─── EXCERPTED RECORDS

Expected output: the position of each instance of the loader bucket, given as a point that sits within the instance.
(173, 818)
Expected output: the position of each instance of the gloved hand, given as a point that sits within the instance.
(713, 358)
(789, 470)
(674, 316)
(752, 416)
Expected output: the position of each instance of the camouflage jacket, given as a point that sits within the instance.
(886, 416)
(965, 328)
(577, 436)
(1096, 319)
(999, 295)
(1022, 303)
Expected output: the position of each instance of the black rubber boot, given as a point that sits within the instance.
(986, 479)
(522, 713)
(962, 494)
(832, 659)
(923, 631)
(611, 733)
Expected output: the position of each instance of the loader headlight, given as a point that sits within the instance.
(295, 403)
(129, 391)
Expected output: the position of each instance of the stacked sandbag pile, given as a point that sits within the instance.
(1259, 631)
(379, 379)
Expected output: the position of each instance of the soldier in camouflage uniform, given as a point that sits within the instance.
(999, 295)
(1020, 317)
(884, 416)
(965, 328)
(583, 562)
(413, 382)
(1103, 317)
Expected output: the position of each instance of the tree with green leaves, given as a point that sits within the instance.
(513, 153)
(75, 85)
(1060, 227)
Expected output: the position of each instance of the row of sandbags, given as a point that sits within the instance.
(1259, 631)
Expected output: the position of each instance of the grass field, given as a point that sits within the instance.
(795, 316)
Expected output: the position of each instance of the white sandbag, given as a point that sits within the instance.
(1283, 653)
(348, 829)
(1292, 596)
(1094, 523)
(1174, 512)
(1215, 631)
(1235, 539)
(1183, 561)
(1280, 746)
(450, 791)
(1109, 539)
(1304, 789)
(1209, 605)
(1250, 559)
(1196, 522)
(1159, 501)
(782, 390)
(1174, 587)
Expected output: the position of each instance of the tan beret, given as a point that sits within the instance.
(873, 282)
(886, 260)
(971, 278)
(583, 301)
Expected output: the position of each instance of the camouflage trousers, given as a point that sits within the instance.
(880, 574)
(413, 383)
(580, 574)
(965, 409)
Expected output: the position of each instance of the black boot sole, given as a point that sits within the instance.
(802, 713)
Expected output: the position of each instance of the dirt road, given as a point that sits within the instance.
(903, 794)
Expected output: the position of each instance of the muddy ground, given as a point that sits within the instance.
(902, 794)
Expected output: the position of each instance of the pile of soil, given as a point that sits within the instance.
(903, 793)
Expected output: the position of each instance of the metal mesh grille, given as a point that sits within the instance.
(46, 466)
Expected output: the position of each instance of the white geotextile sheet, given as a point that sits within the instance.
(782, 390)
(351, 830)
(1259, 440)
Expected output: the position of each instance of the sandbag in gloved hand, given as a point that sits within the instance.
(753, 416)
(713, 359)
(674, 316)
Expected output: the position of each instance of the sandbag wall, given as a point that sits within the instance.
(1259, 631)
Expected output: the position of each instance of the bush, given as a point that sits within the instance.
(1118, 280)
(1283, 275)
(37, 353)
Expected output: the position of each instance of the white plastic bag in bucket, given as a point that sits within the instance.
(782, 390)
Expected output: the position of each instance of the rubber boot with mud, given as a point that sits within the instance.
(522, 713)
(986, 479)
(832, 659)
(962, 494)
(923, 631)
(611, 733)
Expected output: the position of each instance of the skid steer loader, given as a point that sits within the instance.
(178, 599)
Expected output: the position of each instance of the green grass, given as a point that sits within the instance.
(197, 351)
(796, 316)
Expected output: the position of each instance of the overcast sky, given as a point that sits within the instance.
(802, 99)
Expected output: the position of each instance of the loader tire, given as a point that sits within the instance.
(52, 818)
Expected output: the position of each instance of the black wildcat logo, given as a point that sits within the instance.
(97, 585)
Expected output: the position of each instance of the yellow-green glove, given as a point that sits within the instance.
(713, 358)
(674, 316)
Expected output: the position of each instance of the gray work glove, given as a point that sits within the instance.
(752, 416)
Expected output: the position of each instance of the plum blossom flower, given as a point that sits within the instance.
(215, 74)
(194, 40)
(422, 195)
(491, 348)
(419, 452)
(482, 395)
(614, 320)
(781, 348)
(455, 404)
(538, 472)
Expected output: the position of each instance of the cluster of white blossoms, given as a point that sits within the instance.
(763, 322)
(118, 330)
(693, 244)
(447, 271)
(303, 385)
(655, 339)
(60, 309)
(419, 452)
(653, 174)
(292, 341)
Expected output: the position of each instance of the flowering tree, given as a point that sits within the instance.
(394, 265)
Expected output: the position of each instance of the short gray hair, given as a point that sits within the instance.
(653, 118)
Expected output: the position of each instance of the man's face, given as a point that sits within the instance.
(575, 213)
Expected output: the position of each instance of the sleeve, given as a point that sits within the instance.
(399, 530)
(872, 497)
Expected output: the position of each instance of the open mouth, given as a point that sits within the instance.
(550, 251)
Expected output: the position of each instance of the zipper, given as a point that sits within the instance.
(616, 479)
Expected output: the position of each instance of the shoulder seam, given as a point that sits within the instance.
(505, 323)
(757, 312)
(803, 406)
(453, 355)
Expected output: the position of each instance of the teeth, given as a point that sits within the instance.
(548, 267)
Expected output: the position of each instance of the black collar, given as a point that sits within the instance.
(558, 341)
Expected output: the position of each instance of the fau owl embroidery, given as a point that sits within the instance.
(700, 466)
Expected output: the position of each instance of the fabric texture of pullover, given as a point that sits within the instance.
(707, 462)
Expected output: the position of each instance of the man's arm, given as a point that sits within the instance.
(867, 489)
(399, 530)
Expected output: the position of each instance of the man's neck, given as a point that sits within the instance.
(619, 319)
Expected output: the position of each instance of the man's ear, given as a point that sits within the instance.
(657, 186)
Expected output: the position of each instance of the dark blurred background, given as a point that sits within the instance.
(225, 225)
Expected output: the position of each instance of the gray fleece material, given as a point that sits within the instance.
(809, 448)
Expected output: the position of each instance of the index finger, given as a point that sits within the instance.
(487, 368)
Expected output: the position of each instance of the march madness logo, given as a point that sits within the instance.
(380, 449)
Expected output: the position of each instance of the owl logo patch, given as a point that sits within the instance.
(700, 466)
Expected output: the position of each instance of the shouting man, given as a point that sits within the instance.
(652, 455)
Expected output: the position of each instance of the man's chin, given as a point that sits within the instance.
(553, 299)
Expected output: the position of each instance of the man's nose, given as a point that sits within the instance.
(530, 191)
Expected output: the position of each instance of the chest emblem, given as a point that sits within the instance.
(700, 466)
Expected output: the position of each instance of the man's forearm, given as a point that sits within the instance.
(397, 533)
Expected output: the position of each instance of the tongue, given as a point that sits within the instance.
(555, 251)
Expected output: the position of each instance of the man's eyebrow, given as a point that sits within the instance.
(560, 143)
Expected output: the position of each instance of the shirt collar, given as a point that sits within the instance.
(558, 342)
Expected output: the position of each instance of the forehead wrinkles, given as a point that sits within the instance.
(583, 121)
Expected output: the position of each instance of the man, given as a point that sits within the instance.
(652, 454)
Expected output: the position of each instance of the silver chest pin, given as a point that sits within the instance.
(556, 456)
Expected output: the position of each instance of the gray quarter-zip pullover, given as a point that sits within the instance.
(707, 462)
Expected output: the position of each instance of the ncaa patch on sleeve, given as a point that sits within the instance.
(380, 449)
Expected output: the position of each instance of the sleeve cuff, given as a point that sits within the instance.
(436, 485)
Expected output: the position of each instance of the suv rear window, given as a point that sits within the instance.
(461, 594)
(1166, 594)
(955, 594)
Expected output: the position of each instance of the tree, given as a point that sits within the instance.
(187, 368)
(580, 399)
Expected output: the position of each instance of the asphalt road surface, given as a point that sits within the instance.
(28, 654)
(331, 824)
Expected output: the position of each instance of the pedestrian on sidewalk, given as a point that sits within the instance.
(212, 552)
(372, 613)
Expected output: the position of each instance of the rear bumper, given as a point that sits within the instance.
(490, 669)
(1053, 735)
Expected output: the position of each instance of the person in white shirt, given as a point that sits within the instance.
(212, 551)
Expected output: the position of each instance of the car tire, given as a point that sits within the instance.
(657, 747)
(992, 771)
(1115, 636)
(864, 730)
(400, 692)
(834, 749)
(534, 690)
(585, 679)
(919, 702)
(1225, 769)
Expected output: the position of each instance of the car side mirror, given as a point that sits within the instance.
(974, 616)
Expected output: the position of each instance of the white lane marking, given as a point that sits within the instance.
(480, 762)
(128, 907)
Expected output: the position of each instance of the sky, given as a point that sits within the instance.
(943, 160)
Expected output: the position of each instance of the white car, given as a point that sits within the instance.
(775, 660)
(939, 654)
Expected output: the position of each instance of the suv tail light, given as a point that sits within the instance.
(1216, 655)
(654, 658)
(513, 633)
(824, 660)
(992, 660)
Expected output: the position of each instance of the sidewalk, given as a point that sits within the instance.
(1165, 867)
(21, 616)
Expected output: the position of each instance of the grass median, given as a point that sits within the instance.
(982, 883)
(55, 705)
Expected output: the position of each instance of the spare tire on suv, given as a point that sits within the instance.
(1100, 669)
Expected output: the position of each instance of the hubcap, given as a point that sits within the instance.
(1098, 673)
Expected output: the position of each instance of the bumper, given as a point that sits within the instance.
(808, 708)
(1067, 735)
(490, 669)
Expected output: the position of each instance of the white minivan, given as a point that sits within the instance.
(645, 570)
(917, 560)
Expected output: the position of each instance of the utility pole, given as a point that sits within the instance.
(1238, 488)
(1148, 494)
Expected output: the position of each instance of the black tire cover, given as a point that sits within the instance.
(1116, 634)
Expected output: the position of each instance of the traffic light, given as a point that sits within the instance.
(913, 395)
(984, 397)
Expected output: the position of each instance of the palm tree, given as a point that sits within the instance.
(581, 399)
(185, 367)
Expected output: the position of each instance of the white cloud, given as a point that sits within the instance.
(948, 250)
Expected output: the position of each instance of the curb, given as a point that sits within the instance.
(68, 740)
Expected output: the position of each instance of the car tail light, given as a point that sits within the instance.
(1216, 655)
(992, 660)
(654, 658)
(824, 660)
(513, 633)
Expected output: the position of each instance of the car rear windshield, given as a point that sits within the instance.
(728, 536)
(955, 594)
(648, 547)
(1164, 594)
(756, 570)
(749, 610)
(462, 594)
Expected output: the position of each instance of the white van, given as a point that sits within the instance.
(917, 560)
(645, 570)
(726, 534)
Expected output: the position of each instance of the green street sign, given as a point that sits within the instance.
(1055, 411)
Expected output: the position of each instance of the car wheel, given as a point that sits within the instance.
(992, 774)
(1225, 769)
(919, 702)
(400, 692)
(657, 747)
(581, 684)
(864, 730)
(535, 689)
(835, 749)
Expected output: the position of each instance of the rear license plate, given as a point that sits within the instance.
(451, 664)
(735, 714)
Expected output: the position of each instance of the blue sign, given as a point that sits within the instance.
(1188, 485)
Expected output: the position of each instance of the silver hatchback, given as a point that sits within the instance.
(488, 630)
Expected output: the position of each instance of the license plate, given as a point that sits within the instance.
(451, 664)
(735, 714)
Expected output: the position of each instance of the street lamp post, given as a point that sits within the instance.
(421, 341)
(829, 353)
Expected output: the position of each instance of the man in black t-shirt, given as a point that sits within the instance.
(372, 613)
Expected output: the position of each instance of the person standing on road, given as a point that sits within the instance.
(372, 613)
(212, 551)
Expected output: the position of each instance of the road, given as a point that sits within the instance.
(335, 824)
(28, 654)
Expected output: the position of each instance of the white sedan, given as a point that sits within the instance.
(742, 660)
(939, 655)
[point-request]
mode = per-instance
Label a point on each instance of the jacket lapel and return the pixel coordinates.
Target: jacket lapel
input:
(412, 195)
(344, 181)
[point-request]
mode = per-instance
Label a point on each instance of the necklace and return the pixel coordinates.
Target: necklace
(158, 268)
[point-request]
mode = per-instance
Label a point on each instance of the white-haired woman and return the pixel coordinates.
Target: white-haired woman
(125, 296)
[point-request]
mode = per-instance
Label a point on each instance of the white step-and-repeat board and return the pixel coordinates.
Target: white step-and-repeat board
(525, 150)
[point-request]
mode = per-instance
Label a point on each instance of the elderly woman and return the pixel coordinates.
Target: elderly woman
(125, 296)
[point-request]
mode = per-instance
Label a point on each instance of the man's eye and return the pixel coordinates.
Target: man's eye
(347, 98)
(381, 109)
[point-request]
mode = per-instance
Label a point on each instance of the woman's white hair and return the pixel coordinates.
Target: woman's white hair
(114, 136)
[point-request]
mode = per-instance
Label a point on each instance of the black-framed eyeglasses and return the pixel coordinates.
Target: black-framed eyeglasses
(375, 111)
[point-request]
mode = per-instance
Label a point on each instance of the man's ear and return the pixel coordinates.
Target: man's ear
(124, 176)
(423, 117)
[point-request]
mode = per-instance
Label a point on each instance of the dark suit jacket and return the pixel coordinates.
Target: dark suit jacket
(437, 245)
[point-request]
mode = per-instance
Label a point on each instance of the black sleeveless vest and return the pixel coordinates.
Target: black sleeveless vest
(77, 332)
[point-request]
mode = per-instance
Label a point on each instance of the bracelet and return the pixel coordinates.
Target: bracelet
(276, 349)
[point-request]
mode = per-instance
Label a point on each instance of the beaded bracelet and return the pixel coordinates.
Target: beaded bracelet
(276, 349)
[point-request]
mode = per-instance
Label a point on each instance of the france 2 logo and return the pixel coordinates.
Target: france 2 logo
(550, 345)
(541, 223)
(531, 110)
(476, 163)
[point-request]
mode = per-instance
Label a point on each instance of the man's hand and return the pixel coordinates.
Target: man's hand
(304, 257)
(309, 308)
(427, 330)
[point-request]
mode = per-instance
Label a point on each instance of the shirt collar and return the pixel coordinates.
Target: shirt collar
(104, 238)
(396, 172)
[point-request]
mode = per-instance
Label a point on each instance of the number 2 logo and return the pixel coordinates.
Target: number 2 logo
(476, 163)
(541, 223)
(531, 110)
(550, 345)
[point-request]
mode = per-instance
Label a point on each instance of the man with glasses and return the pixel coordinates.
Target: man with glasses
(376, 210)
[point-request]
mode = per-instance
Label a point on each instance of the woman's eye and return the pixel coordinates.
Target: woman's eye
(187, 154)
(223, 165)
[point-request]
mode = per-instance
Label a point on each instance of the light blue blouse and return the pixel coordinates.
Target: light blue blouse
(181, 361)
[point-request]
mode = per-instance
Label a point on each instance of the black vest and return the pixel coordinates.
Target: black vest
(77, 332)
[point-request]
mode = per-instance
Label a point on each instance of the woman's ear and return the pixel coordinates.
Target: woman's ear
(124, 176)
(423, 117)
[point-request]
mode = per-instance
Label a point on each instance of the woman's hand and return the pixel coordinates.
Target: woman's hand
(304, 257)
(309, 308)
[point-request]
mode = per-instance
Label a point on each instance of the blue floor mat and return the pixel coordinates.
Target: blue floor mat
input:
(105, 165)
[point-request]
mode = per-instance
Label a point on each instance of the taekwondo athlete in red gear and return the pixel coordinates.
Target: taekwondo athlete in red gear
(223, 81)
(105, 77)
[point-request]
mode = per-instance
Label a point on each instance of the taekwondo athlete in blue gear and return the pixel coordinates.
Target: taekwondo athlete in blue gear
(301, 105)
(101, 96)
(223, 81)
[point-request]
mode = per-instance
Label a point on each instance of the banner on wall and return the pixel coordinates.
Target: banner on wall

──────

▶ WHAT TO PRODUCE
In the listing above, find the line with "Label a point on each instance of the blue" and set down that line and all after it exactly, through the final line.

▶ EXERCISE RESPONSE
Label a point on each instance of the blue floor mat and return the pixel coordinates.
Target: blue floor mat
input:
(105, 165)
[point-request]
mode = per-instance
Label a point on each instance of the taekwondo athlete in red gear and return the pixel coordinates.
Target: taekwondo athlete in red gear
(223, 81)
(105, 77)
[point-request]
mode = per-instance
Label a point on each instance of the taekwondo athlete in blue gear and return the pixel coordinates.
Target: taekwondo athlete in blue gear
(301, 105)
(101, 96)
(223, 81)
[point-request]
mode = per-instance
Label a point on each instance of the banner on wall and return the pixel coordinates.
Target: banner on wall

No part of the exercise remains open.